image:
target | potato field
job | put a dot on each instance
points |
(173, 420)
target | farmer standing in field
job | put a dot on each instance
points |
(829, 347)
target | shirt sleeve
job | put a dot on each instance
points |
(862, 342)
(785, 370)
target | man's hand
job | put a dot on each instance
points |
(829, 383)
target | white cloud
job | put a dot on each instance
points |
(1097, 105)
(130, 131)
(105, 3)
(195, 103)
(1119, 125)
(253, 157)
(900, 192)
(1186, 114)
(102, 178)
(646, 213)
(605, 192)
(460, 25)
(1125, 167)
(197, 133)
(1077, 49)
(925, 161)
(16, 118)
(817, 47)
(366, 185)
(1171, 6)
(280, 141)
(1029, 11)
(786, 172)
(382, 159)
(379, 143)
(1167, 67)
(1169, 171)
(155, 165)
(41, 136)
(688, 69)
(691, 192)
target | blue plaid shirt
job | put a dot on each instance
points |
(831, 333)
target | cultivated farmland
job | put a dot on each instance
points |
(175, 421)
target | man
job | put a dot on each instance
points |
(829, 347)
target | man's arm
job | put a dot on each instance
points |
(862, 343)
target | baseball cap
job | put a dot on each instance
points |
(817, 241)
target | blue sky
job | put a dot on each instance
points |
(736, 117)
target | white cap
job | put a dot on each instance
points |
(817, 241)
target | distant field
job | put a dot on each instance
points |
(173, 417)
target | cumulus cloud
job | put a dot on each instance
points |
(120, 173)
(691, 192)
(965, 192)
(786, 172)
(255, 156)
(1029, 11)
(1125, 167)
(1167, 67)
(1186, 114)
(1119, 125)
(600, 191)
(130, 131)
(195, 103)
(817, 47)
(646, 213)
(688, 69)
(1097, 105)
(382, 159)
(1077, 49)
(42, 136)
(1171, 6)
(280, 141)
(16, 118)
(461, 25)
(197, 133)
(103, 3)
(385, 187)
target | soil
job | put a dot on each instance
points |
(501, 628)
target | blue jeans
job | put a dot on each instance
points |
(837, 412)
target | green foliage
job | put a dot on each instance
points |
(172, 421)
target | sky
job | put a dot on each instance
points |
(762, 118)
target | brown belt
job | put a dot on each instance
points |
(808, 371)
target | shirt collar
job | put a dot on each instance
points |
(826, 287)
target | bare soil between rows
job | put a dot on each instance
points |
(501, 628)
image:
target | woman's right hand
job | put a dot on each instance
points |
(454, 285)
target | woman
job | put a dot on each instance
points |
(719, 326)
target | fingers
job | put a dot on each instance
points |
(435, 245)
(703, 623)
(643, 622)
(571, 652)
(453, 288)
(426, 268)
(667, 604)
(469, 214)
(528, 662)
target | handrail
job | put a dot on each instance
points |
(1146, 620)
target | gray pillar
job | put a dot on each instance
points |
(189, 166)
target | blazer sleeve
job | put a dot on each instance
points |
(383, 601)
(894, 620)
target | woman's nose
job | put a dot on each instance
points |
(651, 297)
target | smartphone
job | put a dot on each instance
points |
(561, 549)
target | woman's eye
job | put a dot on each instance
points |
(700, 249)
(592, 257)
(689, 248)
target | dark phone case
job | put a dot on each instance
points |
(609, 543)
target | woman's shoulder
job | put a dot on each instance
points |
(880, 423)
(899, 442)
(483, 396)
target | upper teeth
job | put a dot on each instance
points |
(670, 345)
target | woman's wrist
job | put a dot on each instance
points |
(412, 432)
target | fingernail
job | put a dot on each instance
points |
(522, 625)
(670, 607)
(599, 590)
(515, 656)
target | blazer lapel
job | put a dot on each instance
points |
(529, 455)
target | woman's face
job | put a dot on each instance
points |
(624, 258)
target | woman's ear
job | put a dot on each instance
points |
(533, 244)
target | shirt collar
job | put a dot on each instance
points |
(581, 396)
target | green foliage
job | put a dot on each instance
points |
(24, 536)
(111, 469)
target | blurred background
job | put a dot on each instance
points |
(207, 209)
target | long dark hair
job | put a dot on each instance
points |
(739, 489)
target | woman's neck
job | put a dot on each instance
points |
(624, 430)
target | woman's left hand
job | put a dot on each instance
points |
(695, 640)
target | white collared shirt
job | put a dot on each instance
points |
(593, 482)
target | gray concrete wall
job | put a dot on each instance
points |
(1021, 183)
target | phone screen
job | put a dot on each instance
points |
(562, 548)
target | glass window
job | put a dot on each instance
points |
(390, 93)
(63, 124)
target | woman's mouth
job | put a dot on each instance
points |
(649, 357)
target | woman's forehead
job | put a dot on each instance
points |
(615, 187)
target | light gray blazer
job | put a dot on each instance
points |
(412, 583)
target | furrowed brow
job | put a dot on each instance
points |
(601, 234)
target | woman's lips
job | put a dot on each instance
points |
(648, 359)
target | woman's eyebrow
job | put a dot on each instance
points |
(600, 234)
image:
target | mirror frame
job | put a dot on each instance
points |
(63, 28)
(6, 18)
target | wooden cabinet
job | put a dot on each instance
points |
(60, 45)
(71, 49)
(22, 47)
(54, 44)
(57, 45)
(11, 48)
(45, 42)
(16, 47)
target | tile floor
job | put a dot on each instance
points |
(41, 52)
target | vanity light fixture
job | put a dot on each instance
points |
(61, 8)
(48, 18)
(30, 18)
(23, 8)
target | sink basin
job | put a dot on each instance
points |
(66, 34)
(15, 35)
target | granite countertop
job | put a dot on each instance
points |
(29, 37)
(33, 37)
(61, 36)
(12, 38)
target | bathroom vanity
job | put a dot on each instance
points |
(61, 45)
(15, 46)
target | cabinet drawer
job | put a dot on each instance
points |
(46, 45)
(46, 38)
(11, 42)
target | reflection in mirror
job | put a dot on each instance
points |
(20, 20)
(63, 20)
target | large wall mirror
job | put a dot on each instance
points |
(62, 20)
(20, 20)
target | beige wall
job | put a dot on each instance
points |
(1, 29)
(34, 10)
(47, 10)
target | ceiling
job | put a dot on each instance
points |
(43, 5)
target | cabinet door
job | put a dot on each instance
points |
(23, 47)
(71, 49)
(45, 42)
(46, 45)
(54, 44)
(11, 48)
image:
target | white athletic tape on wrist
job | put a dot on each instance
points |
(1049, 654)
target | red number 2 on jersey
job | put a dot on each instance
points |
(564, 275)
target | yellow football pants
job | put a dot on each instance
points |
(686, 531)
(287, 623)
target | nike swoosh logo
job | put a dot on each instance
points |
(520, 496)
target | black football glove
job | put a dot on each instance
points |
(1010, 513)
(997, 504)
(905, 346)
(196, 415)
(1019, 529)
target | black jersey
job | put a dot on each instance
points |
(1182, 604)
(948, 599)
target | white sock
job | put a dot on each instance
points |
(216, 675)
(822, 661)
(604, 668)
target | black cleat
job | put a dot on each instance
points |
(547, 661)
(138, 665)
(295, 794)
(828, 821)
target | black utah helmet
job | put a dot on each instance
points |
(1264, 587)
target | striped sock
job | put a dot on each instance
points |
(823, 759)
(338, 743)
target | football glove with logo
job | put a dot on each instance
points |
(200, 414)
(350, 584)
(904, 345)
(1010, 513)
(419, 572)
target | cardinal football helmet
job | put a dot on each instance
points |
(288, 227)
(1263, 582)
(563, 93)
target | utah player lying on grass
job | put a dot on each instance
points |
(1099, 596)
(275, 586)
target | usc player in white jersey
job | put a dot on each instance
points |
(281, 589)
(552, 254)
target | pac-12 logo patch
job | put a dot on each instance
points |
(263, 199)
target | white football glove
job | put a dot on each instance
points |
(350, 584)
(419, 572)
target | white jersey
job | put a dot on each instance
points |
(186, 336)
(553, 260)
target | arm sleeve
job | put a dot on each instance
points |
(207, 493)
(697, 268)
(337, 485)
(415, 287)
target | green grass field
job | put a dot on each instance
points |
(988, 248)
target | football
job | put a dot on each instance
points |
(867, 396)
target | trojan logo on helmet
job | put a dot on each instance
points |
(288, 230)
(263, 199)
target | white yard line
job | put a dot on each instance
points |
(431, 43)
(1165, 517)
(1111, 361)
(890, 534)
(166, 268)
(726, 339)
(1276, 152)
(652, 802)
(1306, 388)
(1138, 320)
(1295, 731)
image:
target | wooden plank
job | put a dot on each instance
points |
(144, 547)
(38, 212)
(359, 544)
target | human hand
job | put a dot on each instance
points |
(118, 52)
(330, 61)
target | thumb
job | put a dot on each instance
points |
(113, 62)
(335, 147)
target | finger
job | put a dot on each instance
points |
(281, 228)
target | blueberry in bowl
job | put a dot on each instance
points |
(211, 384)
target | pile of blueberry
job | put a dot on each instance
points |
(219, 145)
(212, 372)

------------

To do: With the line containing "target | green grass field" as the first and the last line of the records as the final one, print exactly the lines in that span.

Written answer:
target | green grass field
job | put a dot on each instance
points |
(988, 248)
target | football
job | put a dot on each instance
points |
(867, 396)
target | trojan logo on helmet
job | put a dot on each instance
points |
(288, 230)
(263, 199)
target | white yard line
job | put a dot on each instance
points |
(431, 43)
(1165, 517)
(1111, 361)
(890, 534)
(166, 268)
(726, 339)
(1276, 152)
(652, 802)
(1306, 388)
(1138, 320)
(1295, 731)
image:
target | wooden plank
job | put a dot on each instance
points |
(144, 547)
(38, 212)
(359, 544)
target | human hand
job | put a dot on each instance
points |
(118, 52)
(330, 61)
target | thumb
job | put a dot on each instance
points |
(113, 62)
(335, 147)
target | finger
job | put a dot on each instance
points |
(281, 228)
target | blueberry in bowl
job | put a dot on each instance
points |
(211, 384)
target | pile of blueberry
job | put a dot on each instance
points |
(219, 145)
(212, 372)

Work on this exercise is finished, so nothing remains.